## Materiale di lavoro
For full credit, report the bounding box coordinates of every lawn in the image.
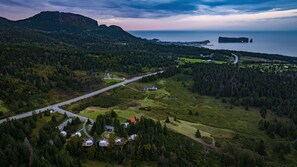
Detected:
[179,57,226,65]
[60,74,295,166]
[79,107,140,122]
[31,113,64,139]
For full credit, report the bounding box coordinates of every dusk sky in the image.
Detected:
[0,0,297,30]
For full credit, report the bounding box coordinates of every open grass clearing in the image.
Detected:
[179,57,226,65]
[79,107,141,121]
[31,113,64,139]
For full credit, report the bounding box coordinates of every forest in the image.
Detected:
[188,64,297,140]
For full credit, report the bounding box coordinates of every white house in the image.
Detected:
[122,122,129,128]
[83,139,93,147]
[114,138,122,144]
[129,134,137,140]
[98,139,109,147]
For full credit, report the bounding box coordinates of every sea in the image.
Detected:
[129,31,297,57]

## La richiesta
Riporta tali e quali tutte le righe delle voci qui sopra, omettendo le immagini.

## Risultato esercizio
For full credit, report the bounding box coordinates of every lawn in the image.
Detected:
[179,57,226,65]
[60,74,295,166]
[79,107,140,122]
[31,113,64,139]
For full credit, report the bounding box coordinates of every dusk sky in the image.
Detected:
[0,0,297,30]
For full credit, report the bounding box coordinates of every open grass clearing in the image.
Detected:
[179,57,226,65]
[79,107,141,121]
[31,113,64,139]
For full credit, report the bounding box coordinates of every forest in the image.
Detected:
[188,64,297,140]
For full credit, report the bounding box coordinates of every white house in the image.
Detected:
[122,122,129,128]
[83,139,93,147]
[114,138,122,144]
[129,134,137,140]
[98,139,109,147]
For full credit, report the bounding box coordinates of every sea in the image.
Detected:
[129,31,297,57]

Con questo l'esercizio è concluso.